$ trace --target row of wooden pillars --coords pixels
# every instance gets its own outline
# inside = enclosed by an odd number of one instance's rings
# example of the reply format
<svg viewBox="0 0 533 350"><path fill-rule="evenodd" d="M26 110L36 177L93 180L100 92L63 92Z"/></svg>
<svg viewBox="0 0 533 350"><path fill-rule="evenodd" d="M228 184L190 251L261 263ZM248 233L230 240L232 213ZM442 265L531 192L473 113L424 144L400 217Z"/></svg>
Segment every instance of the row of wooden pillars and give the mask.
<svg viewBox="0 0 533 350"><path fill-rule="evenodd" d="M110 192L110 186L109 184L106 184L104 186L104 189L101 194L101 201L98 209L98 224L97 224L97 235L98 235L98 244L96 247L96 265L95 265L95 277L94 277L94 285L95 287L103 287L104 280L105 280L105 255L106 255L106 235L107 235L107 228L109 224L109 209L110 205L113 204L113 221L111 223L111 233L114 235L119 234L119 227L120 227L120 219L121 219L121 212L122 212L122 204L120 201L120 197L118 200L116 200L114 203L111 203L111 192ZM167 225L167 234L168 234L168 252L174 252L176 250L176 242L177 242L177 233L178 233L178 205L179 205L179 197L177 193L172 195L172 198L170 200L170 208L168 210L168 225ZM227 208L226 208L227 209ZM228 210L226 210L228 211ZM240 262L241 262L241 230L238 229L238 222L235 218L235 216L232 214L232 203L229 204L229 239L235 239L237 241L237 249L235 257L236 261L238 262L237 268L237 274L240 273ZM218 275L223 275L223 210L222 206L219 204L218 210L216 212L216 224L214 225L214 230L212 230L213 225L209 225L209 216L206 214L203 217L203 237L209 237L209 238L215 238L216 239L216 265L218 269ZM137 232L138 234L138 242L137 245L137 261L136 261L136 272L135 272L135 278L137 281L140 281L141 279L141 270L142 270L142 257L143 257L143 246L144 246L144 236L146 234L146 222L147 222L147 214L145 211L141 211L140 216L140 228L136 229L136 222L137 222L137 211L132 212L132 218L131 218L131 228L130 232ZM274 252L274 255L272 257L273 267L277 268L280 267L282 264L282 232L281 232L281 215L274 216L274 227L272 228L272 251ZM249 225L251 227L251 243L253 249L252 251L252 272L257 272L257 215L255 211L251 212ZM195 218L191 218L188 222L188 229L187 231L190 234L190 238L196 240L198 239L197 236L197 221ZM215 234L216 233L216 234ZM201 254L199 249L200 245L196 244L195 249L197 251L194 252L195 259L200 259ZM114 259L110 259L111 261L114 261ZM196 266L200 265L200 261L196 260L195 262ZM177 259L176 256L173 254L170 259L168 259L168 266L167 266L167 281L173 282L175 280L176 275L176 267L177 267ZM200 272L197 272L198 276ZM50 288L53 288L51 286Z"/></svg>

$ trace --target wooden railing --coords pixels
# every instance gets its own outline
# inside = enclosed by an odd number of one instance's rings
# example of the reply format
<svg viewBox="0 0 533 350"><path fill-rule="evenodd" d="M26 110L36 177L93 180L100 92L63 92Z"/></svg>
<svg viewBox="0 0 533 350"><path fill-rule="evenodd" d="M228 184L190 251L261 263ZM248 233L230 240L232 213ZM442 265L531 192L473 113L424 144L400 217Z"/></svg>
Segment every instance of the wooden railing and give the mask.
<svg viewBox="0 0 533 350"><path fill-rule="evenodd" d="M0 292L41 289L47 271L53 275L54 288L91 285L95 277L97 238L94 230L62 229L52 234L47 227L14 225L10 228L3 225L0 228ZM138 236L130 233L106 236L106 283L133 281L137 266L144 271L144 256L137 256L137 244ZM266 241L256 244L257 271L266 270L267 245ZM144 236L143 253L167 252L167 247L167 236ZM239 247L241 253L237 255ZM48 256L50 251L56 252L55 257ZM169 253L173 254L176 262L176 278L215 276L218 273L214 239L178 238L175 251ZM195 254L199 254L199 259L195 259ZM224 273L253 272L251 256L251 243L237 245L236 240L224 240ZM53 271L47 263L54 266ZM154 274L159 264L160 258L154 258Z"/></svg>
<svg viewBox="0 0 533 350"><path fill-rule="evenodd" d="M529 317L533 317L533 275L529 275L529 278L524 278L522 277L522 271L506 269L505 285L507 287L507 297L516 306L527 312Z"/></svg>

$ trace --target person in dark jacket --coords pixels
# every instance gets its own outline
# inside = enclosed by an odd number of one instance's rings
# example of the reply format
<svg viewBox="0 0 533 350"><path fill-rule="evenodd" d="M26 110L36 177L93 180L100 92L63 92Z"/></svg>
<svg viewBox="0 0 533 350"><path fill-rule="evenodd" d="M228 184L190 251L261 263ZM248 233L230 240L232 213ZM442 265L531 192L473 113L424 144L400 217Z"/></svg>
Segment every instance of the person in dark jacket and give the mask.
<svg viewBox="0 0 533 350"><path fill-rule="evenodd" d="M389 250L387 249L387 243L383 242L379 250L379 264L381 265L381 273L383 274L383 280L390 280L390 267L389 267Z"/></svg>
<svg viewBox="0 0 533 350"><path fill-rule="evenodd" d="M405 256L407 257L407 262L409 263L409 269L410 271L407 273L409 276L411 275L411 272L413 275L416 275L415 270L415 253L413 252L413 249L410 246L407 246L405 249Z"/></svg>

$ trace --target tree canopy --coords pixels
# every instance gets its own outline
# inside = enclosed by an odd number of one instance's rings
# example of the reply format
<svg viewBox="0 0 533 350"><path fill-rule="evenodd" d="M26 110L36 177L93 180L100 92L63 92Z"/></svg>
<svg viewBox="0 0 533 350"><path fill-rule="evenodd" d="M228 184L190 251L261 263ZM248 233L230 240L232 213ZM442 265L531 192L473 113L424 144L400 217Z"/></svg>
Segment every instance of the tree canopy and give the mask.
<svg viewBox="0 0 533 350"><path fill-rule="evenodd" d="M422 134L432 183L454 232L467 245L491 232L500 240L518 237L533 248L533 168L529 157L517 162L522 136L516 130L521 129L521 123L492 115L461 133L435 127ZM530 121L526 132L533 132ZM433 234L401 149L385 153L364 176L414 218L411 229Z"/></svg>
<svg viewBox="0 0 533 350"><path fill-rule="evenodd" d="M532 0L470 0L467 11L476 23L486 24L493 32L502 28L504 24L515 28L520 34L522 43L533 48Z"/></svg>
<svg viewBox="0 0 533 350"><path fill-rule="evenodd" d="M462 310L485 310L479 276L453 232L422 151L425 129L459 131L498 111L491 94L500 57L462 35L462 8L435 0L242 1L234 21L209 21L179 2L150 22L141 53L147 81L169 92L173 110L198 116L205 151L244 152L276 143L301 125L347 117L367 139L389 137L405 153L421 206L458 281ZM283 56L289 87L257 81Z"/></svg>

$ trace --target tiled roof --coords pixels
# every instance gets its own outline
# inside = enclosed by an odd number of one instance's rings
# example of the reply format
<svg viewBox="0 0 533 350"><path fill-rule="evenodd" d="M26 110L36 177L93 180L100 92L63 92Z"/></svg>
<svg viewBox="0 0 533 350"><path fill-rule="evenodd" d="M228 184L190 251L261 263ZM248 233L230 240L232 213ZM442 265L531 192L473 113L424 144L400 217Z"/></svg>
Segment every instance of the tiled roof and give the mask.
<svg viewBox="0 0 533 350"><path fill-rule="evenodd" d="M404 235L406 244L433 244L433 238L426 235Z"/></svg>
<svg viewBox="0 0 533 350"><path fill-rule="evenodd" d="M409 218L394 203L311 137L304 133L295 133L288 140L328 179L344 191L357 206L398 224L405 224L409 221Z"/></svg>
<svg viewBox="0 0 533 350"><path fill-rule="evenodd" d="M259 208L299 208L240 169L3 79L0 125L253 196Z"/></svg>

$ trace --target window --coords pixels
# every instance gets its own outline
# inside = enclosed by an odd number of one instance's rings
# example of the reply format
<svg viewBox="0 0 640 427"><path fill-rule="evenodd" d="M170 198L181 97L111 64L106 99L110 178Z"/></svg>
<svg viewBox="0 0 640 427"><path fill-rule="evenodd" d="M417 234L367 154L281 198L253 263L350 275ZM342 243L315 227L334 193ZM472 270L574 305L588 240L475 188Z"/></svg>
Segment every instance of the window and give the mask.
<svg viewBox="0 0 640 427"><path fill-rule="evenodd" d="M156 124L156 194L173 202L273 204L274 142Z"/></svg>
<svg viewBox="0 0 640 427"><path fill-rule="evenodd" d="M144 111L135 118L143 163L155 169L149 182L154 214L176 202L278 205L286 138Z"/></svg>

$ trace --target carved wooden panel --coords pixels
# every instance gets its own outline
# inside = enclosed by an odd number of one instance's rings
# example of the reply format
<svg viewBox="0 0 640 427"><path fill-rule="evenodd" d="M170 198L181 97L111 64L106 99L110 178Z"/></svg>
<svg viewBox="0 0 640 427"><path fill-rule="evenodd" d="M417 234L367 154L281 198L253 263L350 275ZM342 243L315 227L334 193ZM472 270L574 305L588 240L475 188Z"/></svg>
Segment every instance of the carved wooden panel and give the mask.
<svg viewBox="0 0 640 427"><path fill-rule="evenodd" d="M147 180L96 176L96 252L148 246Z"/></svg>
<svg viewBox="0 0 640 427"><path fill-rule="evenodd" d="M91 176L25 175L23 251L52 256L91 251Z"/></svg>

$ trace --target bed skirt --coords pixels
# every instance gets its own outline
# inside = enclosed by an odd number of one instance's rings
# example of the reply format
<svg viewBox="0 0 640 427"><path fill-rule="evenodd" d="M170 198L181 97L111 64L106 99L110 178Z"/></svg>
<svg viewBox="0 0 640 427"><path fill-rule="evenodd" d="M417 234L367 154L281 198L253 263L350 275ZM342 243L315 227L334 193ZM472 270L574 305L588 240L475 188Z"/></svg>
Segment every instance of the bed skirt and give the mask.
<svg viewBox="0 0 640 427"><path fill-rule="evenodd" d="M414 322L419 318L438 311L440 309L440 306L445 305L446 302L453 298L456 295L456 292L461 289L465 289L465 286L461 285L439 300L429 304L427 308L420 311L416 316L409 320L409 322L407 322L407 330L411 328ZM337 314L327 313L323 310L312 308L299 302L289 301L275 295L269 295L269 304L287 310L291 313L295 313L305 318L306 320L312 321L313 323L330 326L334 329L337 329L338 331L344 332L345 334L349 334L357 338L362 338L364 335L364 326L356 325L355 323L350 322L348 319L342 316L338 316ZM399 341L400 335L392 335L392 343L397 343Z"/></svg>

☆ ☆ ☆ ☆ ☆ ☆ ☆

On how many lines of the material does the word "target" appear? Reply with the number alone.

8